After a very painful phone call with Mom shrieking at me about
why I was an uncaring and nasty daughter and then a follow up
phone call where Mom wanted to know how I was as if she'd never
made the previous call, I wrote the following paragraph and
just saved it in my computer, forgetting about it:
Her remembering depends upon where she is in the caverns of
her
mind on a particular day at a particular hour, moment, or
second. It's as
if she is walking on a street, lost, but then an alley pops up,
and she has
a vague recollection from twenty years before of a painted red
doorway
halfway down that alley she spies, and she thinks she might
have even
walked through that door, but then again, maybe she just passed
by it,
or perhaps someone she knew walked out of it and embraced her,
and
they might have even stood in front of that red door and talked
for a
time, but about what she is not sure, but again maybe they
didn't, and
she has confused that red door from the one on the street with
another
just around the corner and maybe she just needs to take a quick
run
over there and see if that red doorway is really there, but
then she
forgets where she is, and why she is there suddenly, and on and
on.

_Given data:_
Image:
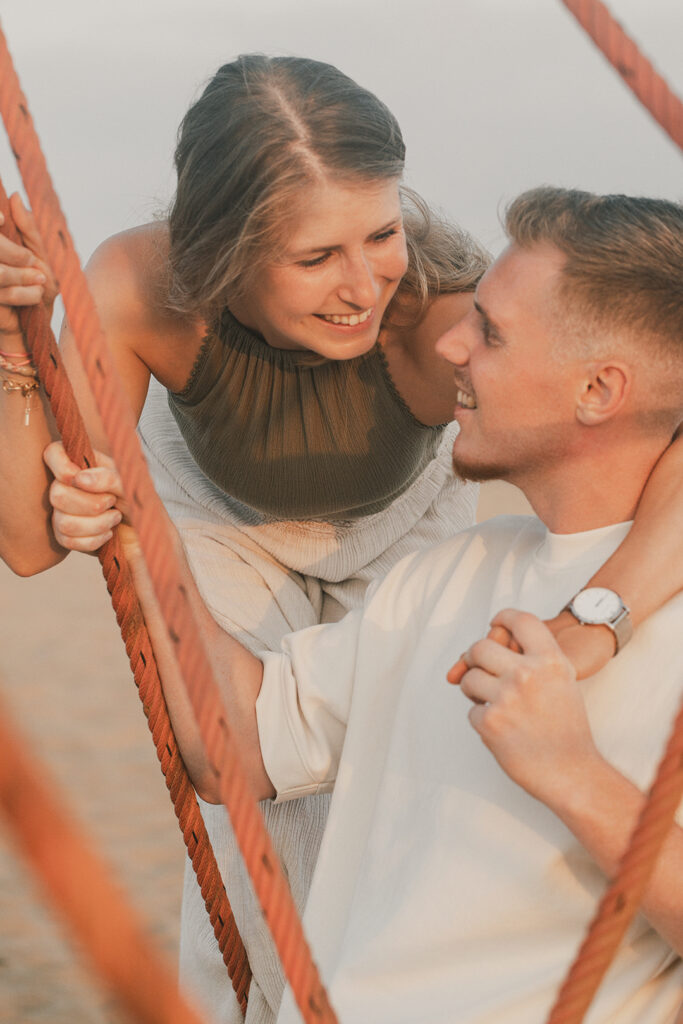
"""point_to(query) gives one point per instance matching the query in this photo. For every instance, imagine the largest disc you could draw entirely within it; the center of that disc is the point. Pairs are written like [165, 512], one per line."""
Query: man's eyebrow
[489, 325]
[326, 249]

_List of tasks:_
A. Rescale the point-labeling rows above and give all their lines again, requests included. Multiply every coordinate in the answers by 2.35 and round each result to a whole number, rounding halves up. Leave the pictures out.
B. Carry the passage about the mother's wandering memory further, picking up after its last sentence.

_Results for each task:_
A.
Image:
"""point_to(query) gives one point per instance matching the query in this photo. For every instance, imagine the largest disc you could draw entirely within it; the center of that disc is the point. Pairs are written like [165, 512], one per line."""
Query: man's eyebrow
[1149, 764]
[766, 585]

B.
Later, I was struggling as to how elaborate on the mother
character's confusion about situations in Laura's life and
found this passage again and thought wow, why not use it, and
so I rewrote it again with a very slight modification and
inserted it into a chapter of the novel. And it works. Perhaps
I shouldn't admit this, but I wonder why not? The advice I have
heard given to many aspiring writers is write what you know and
in this instance I did. I don't know if I will again, but I
could not ignore the big white elephant in the room, in my
brain. Alzheimer's, on second thought, isn't a white elephant
at all, it's a dark, big, black cloud that storms leaving many
drenched with an aftermath of despair.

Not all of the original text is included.